Exercice 1 :: D'après le document source, quelle part des boues du Haut-Rhin doit subir un traitement complémentaire ?
Exercice 2 :: Listez, s'il vous plaît, les procédés de traitement des boues que le document source évoque à propos de l'hygiénisation.

Peu de changements pour les agriculteurs

Les conditions d’épandage ayant été peu favorables au mois de mars, aucunes boues issues de la période épidémique n’ont encore été épandues. Elles vont commencer à l’être dans quelque temps, après la moisson. Pour l’heure, les analyses se poursuivent : « Dans deux à trois semaines, nous saurons si les mesures d’hygiénisation mises en œuvre ont été efficaces, et quelle est la proportion de boue qui a été correctement hygiénisée », indique Thierry Willmann. S’il est plutôt confiant en ce qui concerne l’efficacité du compostage, dont le process est bien maîtrisé, il n’écarte pas le risque de recevoir des résultats d’analyses non conformes sur les boues chaulées ou séchées thermiquement. Dans ce cas, « soit l’hygiénisation sera complétée, soit les boues seront incinérées ».

Au-delà de la discrimination des boues épandables et non-épandables, le SDEA expertise l’efficacité des différents traitements, afin d’identifier les protocoles les plus efficaces : « Nous mesurons notamment les niveaux d’abattement entre la charge en entrée et la charge en sortie en certains micro-organismes », détaille Thierry Willmann. En outre, « peut-être que ces analyses vont permettre de démontrer que les traitements classiques des eaux usées sont suffisants, et donc que l’hygiénisation ne s’impose pas forcément, mais cela reste à prouver ». Concrètement, pour les agriculteurs, peu de changements à prévoir : « Il n’y aura pas d’épandage de boue liquide, et peut-être moins de boues à épandre, s’il s’avère qu’une partie du volume n’est pas correctement hygiénisée. Mais il n’y aura pas de surcoût pour eux », résume Céline Veit.

 

 

19 % des boues dans le Bas-Rhin et 7 % dans le Haut-Rhin doivent subir un traitement complémentaire

À l’avenir, il est probable que ce système de traitements complémentaires et de contrôles renforcés perdure tant que le virus SARS-CoV-2 circule. Par contre, le protocole devrait évoluer à partir du moment où les analyses seront assez élaborées pour discriminer les formes actives des formes inactives du virus, et qu’un protocole d’analyse adapté aux eaux usées et aux boues permette de n’appliquer de traitement spécifique qu’aux effluents où la présence du virus est avérée. Une pérennisation de la circulation du virus s’accompagnera aussi sans doute de la mise en place de contrôles et de contre-analyses par les autorités sanitaires, ce qui n’est pas le cas actuellement. Quoi qu’il en soit, l’épidémie a permis de mettre en lumière la nécessité de sécuriser la filière d’épandage, et de gagner en connaissances scientifiques sur le comportement des boues face aux différents traitements, et ça, « ce sera bénéfique pour tout le monde », conclut Thierry Willmann.

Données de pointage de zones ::
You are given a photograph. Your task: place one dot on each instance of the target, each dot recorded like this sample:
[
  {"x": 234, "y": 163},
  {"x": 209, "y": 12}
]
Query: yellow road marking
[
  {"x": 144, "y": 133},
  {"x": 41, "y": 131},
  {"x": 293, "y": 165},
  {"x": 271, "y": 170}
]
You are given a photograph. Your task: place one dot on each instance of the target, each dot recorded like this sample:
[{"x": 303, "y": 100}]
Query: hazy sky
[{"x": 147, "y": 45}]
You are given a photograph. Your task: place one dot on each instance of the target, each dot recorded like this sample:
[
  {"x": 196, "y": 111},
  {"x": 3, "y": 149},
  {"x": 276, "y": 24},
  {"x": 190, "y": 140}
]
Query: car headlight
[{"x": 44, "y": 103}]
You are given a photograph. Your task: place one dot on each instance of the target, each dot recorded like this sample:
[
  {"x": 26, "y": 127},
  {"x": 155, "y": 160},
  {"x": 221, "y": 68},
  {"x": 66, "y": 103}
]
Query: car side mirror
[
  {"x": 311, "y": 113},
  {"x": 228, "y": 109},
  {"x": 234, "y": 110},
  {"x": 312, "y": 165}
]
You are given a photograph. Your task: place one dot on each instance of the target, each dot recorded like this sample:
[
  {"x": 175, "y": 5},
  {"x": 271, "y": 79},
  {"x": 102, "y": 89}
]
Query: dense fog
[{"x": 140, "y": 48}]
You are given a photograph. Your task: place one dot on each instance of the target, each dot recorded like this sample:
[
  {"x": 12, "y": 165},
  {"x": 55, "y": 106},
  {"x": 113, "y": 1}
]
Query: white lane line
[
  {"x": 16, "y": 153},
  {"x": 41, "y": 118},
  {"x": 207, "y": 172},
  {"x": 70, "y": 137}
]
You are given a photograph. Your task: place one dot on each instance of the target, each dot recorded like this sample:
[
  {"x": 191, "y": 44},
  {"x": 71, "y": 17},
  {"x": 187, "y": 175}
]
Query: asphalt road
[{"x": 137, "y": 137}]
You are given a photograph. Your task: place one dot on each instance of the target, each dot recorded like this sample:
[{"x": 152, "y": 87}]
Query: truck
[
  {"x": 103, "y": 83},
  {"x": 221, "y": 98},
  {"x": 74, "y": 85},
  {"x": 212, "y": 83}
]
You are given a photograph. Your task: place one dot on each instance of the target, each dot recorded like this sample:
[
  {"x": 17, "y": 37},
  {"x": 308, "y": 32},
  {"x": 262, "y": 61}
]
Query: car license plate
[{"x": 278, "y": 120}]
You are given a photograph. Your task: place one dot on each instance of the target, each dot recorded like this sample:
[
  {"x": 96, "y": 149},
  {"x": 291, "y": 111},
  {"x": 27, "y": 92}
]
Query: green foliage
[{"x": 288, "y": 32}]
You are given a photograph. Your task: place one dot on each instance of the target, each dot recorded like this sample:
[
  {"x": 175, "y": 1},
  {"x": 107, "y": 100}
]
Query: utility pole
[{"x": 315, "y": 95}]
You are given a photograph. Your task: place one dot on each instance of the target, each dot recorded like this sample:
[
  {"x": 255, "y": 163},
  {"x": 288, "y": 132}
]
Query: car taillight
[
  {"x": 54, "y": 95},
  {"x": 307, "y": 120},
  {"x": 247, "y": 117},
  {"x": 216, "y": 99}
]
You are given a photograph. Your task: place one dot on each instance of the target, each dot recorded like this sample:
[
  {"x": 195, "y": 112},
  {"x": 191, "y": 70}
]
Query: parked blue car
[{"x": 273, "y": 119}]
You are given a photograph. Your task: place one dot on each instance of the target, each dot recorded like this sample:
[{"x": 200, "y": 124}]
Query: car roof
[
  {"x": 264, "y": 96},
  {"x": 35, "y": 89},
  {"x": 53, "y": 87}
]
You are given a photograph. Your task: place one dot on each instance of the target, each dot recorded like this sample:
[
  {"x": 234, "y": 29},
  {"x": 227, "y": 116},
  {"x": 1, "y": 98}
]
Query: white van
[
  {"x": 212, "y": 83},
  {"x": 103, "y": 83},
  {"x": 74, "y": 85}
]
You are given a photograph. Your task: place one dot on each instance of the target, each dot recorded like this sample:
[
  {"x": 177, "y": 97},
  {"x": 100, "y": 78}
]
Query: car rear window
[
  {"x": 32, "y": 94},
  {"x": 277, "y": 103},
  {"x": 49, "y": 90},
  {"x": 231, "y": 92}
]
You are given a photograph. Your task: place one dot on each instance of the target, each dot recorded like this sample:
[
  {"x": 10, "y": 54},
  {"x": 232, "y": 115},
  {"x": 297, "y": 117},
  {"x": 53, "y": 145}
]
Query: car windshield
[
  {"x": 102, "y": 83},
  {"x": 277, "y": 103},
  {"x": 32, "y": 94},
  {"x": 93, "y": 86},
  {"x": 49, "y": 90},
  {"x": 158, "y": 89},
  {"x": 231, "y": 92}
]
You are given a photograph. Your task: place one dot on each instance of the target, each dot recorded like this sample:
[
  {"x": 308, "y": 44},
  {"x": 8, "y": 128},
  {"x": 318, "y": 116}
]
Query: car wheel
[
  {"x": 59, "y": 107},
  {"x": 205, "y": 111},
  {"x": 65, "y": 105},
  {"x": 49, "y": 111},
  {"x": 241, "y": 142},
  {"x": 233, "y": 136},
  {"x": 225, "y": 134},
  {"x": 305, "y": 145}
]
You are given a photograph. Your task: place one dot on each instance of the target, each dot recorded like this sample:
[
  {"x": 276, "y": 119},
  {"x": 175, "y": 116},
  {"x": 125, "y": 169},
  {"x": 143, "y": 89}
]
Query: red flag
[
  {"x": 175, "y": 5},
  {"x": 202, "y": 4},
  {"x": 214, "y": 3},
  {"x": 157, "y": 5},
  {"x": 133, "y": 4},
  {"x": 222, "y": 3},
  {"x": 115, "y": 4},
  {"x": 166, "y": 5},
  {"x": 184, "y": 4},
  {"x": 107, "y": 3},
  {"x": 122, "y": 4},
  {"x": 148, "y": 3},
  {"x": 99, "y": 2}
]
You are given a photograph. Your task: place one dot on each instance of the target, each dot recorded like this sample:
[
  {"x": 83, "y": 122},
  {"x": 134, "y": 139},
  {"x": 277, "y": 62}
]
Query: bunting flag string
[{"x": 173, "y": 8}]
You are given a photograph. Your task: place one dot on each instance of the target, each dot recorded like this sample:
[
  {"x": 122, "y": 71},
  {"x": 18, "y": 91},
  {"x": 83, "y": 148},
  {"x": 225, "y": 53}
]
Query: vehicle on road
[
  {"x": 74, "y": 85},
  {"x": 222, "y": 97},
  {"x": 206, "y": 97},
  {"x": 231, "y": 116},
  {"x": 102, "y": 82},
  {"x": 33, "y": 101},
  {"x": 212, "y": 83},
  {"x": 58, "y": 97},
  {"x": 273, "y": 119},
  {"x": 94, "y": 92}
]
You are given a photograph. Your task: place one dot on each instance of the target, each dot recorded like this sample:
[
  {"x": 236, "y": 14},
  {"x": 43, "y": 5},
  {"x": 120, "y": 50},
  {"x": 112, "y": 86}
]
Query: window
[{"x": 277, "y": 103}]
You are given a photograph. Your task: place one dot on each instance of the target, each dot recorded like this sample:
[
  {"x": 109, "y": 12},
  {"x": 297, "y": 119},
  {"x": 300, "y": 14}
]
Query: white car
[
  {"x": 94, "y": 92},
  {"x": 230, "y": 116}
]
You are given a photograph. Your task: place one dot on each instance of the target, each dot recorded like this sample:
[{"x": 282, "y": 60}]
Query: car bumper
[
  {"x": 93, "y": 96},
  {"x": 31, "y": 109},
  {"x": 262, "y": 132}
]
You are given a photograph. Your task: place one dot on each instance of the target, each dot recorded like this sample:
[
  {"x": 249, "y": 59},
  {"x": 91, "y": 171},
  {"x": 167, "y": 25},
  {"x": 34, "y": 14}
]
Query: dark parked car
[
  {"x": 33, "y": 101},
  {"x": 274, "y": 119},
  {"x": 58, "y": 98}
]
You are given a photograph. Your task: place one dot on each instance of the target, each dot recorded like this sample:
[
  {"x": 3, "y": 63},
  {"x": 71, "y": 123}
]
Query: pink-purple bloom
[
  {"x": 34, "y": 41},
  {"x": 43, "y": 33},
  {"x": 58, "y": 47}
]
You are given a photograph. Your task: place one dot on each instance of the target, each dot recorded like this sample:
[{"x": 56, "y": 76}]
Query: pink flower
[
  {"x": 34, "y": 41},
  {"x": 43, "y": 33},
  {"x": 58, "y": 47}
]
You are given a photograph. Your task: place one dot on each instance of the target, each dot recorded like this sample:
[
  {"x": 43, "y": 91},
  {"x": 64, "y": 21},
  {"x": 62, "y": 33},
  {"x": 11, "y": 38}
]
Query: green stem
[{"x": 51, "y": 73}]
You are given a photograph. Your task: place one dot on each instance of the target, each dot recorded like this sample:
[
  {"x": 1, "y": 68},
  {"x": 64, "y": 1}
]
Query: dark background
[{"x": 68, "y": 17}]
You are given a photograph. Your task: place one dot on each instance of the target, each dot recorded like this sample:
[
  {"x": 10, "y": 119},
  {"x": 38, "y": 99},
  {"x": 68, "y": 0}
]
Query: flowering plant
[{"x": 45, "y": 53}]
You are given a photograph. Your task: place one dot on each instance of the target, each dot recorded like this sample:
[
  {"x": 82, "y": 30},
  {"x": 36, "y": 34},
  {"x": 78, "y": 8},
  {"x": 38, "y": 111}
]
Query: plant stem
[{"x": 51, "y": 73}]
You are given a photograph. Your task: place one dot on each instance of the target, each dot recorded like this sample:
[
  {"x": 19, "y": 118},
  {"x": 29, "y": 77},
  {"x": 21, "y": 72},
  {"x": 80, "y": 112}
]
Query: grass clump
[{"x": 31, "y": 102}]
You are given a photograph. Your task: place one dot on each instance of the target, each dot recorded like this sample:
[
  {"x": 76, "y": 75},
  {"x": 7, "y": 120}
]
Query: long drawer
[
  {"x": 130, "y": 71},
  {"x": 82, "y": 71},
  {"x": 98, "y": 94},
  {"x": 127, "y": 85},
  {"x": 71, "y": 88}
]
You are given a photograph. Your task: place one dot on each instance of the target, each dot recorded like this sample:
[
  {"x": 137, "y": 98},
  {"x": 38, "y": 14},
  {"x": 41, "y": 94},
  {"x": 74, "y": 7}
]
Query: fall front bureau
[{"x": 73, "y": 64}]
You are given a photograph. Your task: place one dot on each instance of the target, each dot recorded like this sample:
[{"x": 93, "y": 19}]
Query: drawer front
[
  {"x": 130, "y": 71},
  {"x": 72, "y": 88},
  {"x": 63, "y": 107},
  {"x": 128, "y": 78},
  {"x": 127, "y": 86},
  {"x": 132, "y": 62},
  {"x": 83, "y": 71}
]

Résultat 1 :: 7 % des boues du Haut-Rhin doivent subir un traitement complémentaire.

Résultat 2 :: Le compostage, le chaulage et le séchage thermique.